• **Exercise tasks**:
A: Answer these questions using the passage on selling securities:
(i) What may the underwriters, if any, do in connection with the offering?
(ii) Unless the prospectus supplement indicates otherwise, in what capacity will securities be sold to dealers?
(iii) Unless the prospectus supplement indicates otherwise, on what basis does an agent act for the period of its appointment?
B: Extend the passage on selling securities, beginning right after its final sentence.
---- Source passage
If the prospectus supplement so indicates, we or any selling shareholders may authorize agents and underwriters or dealers to solicit offers by certain purchasers to purchase the securities from us at the public offering price set forth in the prospectus supplement. These contracts will be subject to only those conditions set forth in the prospectus supplement, and the prospectus supplement will set forth the commission payable for solicitation of such offers.

Certain persons participating in this offering may engage in transactions that stabilize, maintain or otherwise affect the price of the securities. Specifically, the underwriters, if any, may over-allot in connection with the offering, and may bid for, and purchase, the securities in the open market.

Dealers

If we or any selling shareholders use dealers in the sale, unless otherwise indicated in the prospectus supplement, we or the selling shareholders will sell securities to the dealers as principals. The dealers may then resell the securities to the public at varying prices that the dealers may determine at the time of resale.

Agents and Direct Sales

We or any selling shareholders may sell securities directly or through agents that we or the selling shareholders designate. The prospectus supplement names any agent involved in the offering and sale and states any commissions we or the selling shareholders will pay to that agent. Unless indicated otherwise in the prospectus supplement, any agent is acting on a best efforts basis for the period of its appointment.
--------
---- Data section
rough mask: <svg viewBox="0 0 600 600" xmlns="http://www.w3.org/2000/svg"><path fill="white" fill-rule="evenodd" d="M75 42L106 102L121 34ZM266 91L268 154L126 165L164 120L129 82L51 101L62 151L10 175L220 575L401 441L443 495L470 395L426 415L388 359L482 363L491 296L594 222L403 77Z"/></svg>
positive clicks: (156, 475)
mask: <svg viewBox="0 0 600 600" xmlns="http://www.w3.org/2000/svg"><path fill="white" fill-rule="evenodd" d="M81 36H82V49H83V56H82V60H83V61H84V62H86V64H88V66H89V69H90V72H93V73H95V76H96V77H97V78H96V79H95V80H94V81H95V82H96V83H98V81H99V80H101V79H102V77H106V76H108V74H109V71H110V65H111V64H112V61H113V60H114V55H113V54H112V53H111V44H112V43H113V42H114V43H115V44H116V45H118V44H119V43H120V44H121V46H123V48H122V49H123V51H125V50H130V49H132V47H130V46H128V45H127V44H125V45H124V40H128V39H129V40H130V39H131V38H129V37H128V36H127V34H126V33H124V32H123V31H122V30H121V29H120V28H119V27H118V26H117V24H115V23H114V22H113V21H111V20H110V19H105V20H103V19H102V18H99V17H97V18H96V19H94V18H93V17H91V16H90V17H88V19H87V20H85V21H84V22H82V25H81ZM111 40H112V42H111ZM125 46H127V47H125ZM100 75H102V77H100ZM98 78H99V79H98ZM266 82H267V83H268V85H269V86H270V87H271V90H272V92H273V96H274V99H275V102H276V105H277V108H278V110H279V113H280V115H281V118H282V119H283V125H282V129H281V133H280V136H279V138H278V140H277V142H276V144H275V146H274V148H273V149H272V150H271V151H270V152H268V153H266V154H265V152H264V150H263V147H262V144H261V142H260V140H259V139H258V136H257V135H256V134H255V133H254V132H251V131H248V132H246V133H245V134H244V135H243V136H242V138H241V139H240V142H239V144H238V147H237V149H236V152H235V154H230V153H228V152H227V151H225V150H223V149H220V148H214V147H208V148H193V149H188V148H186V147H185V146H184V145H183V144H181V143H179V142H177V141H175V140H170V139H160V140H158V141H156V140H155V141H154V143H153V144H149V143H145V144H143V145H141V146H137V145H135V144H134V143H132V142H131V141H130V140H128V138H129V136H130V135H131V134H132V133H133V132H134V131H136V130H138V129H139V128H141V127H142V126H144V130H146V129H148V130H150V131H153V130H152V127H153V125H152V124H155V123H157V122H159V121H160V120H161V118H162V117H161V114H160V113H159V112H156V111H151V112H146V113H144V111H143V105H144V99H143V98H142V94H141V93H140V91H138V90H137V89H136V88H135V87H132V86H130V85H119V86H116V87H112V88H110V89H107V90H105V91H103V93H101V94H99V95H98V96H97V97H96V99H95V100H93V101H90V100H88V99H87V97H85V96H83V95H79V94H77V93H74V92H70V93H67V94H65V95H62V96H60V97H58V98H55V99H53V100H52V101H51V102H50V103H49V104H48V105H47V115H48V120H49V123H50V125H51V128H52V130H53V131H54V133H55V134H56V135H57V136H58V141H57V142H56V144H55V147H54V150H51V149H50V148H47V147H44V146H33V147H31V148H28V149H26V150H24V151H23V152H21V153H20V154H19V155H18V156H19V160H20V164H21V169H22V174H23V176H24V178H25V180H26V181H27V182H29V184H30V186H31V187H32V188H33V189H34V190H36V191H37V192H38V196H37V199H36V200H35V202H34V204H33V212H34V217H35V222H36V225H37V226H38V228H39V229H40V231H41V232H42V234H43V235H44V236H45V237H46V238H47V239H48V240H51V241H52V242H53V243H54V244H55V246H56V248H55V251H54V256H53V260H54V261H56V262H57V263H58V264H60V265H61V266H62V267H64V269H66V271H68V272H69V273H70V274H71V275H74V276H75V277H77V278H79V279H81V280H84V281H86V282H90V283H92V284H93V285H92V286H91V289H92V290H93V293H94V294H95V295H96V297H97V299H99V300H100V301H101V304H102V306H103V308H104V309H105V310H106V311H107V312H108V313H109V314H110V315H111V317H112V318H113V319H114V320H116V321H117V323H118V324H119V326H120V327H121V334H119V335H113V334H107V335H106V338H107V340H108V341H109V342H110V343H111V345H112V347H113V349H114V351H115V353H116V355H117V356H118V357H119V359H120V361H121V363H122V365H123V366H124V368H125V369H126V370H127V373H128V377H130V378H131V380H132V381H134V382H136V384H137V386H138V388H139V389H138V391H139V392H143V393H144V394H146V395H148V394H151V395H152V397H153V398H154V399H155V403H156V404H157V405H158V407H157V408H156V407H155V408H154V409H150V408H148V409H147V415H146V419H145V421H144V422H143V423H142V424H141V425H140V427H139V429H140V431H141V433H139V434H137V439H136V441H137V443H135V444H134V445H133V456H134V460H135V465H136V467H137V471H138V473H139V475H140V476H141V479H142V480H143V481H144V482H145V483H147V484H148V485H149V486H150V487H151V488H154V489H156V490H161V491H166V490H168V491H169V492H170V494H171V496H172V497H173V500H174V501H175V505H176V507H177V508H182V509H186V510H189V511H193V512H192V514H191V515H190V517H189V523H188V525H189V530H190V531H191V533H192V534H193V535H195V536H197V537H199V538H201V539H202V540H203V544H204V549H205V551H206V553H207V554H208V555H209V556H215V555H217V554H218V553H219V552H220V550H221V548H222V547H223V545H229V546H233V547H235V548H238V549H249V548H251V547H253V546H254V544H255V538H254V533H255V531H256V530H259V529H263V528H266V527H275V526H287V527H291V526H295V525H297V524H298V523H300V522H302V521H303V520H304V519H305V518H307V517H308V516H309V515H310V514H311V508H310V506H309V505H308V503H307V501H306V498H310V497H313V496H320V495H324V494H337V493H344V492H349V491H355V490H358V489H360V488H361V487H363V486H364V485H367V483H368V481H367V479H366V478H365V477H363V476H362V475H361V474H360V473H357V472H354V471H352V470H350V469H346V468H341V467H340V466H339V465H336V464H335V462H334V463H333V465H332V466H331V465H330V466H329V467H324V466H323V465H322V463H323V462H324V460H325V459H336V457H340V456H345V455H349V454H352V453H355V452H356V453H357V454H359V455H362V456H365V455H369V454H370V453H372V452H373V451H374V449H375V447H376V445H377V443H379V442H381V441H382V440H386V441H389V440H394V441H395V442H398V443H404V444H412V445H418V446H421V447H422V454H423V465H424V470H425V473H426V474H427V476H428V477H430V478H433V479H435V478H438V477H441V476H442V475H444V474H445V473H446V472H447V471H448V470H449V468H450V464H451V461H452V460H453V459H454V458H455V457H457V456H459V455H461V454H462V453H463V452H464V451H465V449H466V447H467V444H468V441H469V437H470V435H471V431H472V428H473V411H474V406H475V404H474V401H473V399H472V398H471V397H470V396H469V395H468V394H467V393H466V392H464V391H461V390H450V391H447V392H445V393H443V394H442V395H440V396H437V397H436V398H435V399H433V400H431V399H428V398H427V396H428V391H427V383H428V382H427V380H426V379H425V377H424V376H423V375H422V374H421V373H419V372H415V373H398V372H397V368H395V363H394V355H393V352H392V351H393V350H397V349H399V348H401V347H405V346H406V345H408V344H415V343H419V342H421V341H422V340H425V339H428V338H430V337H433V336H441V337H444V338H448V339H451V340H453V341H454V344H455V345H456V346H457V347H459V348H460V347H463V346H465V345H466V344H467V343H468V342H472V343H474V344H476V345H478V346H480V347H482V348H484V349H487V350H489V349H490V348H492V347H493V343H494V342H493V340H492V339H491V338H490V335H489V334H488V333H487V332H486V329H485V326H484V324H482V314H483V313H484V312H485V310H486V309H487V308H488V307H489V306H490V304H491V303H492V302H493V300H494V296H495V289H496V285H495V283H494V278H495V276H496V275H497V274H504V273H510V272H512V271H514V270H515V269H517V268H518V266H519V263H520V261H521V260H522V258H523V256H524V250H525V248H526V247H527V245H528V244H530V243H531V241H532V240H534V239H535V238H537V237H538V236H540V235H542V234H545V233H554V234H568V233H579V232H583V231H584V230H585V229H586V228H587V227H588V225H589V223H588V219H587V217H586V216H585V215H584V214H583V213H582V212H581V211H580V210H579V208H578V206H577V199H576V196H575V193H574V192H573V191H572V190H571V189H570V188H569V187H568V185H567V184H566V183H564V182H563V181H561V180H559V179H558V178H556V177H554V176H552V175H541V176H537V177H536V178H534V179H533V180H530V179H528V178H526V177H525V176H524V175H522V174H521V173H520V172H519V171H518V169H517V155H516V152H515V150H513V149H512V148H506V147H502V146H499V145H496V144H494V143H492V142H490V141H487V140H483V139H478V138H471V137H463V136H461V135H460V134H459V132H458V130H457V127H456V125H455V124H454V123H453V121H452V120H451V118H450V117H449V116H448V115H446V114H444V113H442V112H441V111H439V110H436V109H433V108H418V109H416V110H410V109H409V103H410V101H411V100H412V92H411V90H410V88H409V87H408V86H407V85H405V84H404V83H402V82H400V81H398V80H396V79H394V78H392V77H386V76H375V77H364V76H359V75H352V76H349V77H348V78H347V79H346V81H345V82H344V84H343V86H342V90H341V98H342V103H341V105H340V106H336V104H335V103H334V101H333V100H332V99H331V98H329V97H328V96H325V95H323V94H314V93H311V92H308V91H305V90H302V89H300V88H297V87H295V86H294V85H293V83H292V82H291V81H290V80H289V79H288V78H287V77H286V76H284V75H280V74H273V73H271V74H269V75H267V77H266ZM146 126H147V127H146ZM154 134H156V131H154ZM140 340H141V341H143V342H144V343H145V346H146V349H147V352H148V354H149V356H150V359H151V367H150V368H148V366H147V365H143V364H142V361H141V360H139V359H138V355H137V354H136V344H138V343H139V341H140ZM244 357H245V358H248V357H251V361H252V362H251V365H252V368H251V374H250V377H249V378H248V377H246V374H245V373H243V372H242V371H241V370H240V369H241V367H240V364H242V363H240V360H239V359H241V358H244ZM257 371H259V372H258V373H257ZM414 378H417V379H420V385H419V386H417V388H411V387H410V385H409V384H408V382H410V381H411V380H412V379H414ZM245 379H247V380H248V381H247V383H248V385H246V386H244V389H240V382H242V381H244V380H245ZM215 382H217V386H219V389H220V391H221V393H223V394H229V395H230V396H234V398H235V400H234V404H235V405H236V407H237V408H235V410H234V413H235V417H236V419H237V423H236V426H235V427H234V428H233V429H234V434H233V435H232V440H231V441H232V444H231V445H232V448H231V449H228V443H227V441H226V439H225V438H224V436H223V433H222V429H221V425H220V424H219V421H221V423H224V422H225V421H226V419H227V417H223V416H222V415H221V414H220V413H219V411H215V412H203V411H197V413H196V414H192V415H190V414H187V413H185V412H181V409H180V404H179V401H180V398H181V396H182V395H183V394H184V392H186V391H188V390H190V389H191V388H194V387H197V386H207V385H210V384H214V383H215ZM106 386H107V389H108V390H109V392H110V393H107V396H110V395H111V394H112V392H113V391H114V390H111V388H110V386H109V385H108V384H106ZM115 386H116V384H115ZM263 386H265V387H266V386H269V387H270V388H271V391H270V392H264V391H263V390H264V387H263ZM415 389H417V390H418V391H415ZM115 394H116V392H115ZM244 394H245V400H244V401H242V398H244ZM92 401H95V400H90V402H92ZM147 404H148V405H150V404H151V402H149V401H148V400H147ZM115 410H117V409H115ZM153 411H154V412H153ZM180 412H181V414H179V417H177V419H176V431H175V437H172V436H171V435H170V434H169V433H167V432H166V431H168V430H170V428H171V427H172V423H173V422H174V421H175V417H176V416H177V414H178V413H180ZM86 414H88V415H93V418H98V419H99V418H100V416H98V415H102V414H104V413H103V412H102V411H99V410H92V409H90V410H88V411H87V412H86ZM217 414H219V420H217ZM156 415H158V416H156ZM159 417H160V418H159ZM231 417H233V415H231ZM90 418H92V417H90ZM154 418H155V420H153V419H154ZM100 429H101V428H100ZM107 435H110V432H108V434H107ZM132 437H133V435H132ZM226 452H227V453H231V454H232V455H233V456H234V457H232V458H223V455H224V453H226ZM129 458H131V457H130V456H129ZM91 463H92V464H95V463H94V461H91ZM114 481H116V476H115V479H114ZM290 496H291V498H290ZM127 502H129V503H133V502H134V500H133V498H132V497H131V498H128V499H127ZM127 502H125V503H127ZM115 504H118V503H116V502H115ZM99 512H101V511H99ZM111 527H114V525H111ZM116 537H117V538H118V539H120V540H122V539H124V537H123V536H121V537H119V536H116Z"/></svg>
--------
• **Results for each task**:
A:
(i) They may over-allot, and they may bid for and purchase the securities in the open market.
(ii) As principals.
(iii) On a best efforts basis.

B:
Institutional Investors

Unless otherwise indicated in the prospectus supplement, we or any selling shareholders will authorize underwriters, dealers or agents to solicit offers from various institutional investors to purchase securities. In this case, payment and delivery will be made on a future date that the prospectus supplement specifies. The underwriters, dealers or agents may impose limitations on the minimum amount that the institutional investor can purchase. They may also impose limitations on the portion of the aggregate amount of the securities that they may sell. These institutional investors include (i) commercial and savings banks; (ii) insurance companies; (iii) pension funds; (iv) investment companies; (v) educational and charitable institutions; and (vi) other similar institutions as we or any selling shareholders may approve.

The obligations of any of these purchasers pursuant to delayed delivery and payment arrangements will not be subject to any conditions. However, one exception applies. An institution’s purchase of the particular securities cannot at the time of delivery be prohibited under the laws of any jurisdiction that governs the validity of the arrangements or the performance by us or the institutional investor.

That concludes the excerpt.